■ **Work to complete**: Reproduce every item below character for character, with no line added, dropped, or altered.

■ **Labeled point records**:
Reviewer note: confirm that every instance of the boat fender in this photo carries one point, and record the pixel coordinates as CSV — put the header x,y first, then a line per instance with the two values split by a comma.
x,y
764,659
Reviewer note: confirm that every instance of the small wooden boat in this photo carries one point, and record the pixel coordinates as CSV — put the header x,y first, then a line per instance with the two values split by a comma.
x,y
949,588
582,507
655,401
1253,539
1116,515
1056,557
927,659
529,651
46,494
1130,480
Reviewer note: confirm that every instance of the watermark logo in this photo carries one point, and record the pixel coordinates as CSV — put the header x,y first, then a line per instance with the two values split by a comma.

■ **Response to this exercise**:
Reviewer note: confirm that every instance of the boat fender in this photo carries one point, and record the pixel coordinates as CSV — put the header x,y first, then a line per instance with the two values split by a comma.
x,y
764,659
Reviewer note: confirm that every instance of the small wooden boat in this photo carries one point, and record the pixel coordinates as CSV — put the header x,y first, then a line per instance with the two values split by a comma.
x,y
949,588
582,507
655,401
1253,539
1116,515
1056,557
927,659
529,651
46,494
1130,480
Reviewer note: confirm that every instance of the watermark logo in this photo carries one point, and record the pixel coordinates as CSV — put the header x,y first, then a line per instance with the two values split by a comma.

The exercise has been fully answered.